Activity =
Reproduce word for word the part of the passage on first-line leaders that begins at "- Most top performers" and stops after "to achieve success.".

Text shown =

________________

We get this response when we suggest that a critical element in improving team performance is the first-line leader’s ability to provide meaningful direction and feedback to each team member. Success, however, in this endeavor is complicated by three factors:
- Many first-line leaders are promoted to their positions because they demonstrated a high degree of competence in their primary role. In other words, they are promoted for being a top performer not because they are necessarily ready to lead other performers.
- Most top performers have become “unconsciously competent” at what they do. So though they are proven, consistent performers, they typically are not able to easily describe the essential elements of how they have been able to achieve success.
- When there is clear ability to perform and an equally clear challenge in explaining to others how to exceed, the result is the familiar first-line leader response of, “It’s just easier to do it myself.” Doing it yourself is, of course, a time-consuming approach.
These factors combine to create a dissonance that stands in the way of strong, meaningful coaching conversations between first-line leaders and their teams. This dissonance manifests itself through the fundamental problem statement that, “Our first-line leaders have way too much on their plates to spend time coaching.”

________________

Data =
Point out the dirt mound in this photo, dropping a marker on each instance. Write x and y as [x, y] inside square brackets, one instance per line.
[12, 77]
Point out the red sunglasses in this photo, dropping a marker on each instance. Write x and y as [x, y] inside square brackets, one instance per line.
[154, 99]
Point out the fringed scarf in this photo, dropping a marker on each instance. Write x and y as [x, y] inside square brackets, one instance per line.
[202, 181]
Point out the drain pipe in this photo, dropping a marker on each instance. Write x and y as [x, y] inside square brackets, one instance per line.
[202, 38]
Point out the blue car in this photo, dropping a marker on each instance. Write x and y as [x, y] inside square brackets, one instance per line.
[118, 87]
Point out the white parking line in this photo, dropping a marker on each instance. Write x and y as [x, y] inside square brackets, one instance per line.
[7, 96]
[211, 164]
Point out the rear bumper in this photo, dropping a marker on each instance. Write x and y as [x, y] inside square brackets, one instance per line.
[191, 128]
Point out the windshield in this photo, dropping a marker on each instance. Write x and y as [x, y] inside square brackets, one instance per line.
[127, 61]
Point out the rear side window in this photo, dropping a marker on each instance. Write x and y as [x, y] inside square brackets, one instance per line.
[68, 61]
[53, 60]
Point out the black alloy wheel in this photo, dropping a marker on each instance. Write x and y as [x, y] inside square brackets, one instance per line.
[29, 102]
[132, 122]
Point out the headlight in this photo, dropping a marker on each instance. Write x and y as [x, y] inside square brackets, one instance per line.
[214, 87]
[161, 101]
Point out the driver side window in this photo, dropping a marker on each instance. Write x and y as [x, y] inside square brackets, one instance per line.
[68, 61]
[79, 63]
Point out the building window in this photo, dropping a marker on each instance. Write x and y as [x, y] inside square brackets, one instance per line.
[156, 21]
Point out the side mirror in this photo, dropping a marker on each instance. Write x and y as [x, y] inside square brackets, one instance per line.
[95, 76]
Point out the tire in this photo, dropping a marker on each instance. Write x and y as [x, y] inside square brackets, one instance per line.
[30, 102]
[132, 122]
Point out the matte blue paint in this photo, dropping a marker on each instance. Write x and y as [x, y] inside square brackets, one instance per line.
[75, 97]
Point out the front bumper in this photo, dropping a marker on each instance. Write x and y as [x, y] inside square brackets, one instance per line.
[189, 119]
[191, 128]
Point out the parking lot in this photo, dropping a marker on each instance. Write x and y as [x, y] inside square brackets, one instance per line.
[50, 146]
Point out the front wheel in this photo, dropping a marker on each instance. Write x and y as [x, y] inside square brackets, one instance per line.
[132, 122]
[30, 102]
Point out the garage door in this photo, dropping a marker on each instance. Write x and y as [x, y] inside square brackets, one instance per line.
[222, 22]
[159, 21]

________________

Task response =
- Most top performers have become “unconsciously competent” at what they do. So though they are proven, consistent performers, they typically are not able to easily describe the essential elements of how they have been able to achieve success.